== Selected excerpt

Who's Who of Professional Women


Diane Miller

Inspired to a career in medicine at the age of 9 after watching the Bing Crosby movie “Little Boy Lost,” which features a nun taking care of a young boy, Diane Marie Miller, RN, BSN, began working in a hospital at just 13 years old. Her very first responsibilities included sorting x-rays and pushing a candy cart around for all the patients and patrons. While in high school, she obtained certification as a nurse’s aide at that same hospital and, in 1966, earned a diploma as a registered nurse from the St. Vincent Hospital School of Nursing.

Subsequently, Ms. Miller embarked on her career proper as a staff nurse at St. Vincent Hospital and Medical Center in Toledo, Ohio, before making a move to Michigan, where she held the same role of staff nurse with the St. Joseph Mercy Hospital in Ypsilanti. While in Michigan, she sought to further her studies and matriculated at Eastern Michigan University, ultimately achieving a Bachelor of Science in nursing in 1982. During this time, she and two colleagues, working from a project they had started during their undergraduate studies, founded the Golden Opportunities Day-Care Center for the Elderly in Brighton, Michigan, where Ms. Miller excelled as vice president and health coordinator.

With her main area of expertise being cardiology, Ms. Miller is also skilled in step down intensive care unit work, telemetry and orthopedics. Prior to her retirement in 2018 after more than 50 years in the field, she excelled as a staff nurse with the Novant Health Presbyterian Medical Center in Charlotte, North Carolina, and also spent time on the nursing research committee. Working nights in a part-time capacity as she raised her family, she achieved considerable success due to her commitment, her dedication to following through, her ability to compromise and her top-notch social skills. Furthermore, she credits her love of nursing and her ongoing drive to help others as additional reasons behind her motivation throughout her career.

====
== Recorded data

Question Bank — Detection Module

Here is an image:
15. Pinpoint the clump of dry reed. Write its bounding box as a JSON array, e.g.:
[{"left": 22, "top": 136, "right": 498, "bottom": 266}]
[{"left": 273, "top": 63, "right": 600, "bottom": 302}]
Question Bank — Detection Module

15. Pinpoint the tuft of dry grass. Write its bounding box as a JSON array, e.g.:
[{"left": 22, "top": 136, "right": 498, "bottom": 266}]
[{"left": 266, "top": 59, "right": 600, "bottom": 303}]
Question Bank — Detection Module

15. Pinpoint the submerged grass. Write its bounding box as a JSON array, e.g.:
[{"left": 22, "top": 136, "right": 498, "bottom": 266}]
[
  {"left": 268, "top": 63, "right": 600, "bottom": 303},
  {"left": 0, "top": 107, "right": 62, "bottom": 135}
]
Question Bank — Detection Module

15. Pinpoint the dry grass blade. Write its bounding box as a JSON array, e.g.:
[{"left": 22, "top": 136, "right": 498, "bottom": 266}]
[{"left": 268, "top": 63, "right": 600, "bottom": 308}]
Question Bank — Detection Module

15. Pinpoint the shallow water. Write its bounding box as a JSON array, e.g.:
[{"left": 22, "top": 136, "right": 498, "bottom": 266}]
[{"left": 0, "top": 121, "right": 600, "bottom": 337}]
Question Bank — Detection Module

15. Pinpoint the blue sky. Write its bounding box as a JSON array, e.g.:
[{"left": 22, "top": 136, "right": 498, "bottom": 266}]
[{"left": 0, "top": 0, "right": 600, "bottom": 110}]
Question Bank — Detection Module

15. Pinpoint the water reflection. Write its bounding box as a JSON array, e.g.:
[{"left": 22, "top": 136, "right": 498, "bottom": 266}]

====

**Assignment:**
According to the profile of Diane Miller, which university awarded her a Bachelor of Science in nursing, and in what year?

**Task output:**
Eastern Michigan University, in 1982.